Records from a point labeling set
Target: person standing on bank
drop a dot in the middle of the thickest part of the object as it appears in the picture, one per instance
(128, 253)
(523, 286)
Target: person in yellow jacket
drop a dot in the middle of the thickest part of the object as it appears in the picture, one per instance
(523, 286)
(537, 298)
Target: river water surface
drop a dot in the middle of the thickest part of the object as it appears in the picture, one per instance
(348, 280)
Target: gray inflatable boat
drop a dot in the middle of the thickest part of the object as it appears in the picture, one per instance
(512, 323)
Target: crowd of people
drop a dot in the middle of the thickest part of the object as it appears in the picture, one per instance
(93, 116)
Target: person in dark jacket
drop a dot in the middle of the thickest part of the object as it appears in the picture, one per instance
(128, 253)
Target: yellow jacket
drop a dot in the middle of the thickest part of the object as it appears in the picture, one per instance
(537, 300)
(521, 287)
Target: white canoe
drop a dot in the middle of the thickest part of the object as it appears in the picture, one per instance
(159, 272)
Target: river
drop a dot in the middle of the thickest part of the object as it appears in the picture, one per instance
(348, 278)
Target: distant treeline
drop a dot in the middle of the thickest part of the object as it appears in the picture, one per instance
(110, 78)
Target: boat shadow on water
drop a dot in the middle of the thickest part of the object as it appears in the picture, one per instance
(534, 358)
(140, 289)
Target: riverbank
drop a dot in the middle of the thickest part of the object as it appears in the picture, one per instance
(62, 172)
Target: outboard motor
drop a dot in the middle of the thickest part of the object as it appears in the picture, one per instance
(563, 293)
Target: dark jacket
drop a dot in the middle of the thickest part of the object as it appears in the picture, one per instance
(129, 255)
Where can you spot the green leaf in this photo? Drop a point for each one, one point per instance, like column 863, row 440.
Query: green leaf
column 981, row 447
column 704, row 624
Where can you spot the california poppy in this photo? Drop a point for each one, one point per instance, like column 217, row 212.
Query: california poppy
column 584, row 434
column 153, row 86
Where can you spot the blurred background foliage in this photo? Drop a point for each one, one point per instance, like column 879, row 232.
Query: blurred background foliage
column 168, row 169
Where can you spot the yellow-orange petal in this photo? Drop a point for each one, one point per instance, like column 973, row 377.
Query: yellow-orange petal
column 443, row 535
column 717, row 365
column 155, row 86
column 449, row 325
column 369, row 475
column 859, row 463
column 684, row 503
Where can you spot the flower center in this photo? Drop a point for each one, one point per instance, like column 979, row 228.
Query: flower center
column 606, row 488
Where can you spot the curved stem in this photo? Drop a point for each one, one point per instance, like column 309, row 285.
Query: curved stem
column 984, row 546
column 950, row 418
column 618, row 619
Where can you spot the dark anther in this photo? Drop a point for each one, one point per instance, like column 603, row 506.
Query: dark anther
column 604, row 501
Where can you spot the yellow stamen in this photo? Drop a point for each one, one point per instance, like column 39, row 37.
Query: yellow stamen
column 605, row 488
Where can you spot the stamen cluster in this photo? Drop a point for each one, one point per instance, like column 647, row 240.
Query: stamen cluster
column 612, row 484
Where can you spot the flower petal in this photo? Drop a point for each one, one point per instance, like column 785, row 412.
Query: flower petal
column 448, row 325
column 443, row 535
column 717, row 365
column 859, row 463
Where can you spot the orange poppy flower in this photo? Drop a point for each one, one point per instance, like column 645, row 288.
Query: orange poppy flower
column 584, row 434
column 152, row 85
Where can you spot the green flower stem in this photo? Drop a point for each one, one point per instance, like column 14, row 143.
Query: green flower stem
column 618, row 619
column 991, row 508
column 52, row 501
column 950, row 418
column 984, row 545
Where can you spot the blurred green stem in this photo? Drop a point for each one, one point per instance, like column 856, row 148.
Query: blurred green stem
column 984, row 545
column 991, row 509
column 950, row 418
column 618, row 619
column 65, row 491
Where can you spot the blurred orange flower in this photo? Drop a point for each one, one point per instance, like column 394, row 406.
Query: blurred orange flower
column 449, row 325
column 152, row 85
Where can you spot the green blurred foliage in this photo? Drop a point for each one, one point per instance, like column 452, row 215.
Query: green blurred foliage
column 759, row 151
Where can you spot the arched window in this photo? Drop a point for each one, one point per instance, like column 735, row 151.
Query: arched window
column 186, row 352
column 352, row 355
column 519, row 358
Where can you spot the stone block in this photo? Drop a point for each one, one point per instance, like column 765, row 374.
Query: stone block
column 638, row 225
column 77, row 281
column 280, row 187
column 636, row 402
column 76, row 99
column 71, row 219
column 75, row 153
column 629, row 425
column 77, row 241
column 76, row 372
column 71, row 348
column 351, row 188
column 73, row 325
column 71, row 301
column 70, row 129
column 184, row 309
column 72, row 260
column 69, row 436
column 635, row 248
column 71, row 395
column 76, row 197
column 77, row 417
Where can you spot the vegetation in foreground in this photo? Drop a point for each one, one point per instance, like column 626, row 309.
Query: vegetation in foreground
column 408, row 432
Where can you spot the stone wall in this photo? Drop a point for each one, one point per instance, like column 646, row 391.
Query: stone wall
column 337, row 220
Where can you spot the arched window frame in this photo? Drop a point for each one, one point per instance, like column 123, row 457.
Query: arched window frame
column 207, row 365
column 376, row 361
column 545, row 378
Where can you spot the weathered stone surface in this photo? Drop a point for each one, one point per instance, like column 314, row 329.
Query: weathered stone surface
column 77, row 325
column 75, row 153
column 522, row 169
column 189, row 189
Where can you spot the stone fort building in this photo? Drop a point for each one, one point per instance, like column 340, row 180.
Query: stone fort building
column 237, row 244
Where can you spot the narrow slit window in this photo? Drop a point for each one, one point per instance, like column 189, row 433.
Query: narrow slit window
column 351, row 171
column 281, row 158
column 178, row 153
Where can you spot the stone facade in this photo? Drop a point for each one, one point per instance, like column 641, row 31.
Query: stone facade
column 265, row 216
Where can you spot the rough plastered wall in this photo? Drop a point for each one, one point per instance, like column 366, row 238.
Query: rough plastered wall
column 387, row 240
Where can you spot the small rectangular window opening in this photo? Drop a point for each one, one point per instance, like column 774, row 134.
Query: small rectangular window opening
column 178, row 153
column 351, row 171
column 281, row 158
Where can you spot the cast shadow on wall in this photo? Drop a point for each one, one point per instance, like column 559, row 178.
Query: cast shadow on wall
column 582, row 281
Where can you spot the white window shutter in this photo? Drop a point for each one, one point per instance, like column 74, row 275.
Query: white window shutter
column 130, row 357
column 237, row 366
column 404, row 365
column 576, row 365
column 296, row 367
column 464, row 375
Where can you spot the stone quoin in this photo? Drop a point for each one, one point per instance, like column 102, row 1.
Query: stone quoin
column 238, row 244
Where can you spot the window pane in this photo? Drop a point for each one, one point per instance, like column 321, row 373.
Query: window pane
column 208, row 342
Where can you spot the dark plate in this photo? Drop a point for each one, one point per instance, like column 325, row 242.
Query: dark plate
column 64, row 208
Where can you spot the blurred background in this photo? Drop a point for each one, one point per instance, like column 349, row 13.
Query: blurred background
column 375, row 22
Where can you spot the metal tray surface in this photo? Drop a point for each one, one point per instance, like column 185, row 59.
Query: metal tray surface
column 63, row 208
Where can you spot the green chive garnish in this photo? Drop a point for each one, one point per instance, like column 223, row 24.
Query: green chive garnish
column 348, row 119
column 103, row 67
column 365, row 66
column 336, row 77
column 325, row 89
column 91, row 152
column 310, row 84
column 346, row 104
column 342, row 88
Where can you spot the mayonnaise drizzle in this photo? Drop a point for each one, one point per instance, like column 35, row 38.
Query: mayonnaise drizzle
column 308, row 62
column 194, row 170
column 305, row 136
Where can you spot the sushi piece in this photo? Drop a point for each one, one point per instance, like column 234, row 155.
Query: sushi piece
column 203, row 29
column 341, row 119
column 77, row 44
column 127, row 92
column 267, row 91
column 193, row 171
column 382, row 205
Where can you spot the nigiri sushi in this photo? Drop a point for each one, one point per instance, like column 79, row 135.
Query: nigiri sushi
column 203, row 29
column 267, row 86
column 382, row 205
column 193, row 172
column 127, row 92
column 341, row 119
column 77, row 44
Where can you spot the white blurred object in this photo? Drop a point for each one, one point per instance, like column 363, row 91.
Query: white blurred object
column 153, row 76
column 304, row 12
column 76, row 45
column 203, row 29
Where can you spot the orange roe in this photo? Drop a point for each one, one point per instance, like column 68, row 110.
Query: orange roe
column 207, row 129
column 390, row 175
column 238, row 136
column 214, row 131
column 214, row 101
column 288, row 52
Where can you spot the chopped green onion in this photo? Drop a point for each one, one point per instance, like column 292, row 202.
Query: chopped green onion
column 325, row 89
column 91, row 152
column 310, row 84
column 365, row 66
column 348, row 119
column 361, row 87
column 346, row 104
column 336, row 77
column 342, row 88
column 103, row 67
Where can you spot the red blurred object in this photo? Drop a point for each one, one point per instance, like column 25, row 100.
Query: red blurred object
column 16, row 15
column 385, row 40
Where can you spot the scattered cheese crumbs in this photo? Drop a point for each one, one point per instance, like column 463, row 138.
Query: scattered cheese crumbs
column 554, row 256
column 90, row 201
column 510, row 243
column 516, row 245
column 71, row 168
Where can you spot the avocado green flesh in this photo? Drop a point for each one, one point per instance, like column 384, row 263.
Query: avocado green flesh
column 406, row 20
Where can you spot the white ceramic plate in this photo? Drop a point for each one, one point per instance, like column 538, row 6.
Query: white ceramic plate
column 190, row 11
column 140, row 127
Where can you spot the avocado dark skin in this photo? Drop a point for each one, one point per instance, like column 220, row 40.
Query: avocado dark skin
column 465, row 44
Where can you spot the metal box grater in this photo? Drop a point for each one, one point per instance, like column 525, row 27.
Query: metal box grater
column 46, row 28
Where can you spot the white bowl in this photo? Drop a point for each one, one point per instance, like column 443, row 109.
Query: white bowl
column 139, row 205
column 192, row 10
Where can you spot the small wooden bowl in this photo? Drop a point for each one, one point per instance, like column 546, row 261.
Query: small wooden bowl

AIM
Repeat the records verbatim, starting at the line that contains "Where can you spot the small rectangular" and stopping after the line that contains "column 375, row 22".

TASK RESPONSE
Where can you spot the small rectangular window opening in this photo? Drop a point for each one, one point per instance, like column 774, row 134.
Query: small rectangular window opening
column 178, row 153
column 351, row 171
column 281, row 158
Where can you spot the cast shadow on wall in this photo? Drop a point for each one, one point per instance, like column 559, row 178.
Query: cast shadow on wall
column 582, row 281
Where can you spot the white window shutter in this photo? Drop a point for each one, one point per instance, like column 74, row 275.
Query: white window shutter
column 130, row 357
column 237, row 366
column 404, row 365
column 576, row 365
column 296, row 367
column 464, row 375
Where can you spot the stone quoin in this photo? Drop a point for each one, one point per instance, like column 102, row 1.
Query: stone quoin
column 238, row 244
Where can you spot the window pane in this photo? Drop a point for each one, one point per instance, like column 321, row 373.
Query: window pane
column 208, row 342
Where can you spot the dark plate in this photo? Drop a point for each one, one point per instance, like column 325, row 242.
Query: dark plate
column 64, row 208
Where can you spot the blurred background in this photo? Drop a point for each one, one point per instance, like column 349, row 13.
Query: blurred background
column 375, row 22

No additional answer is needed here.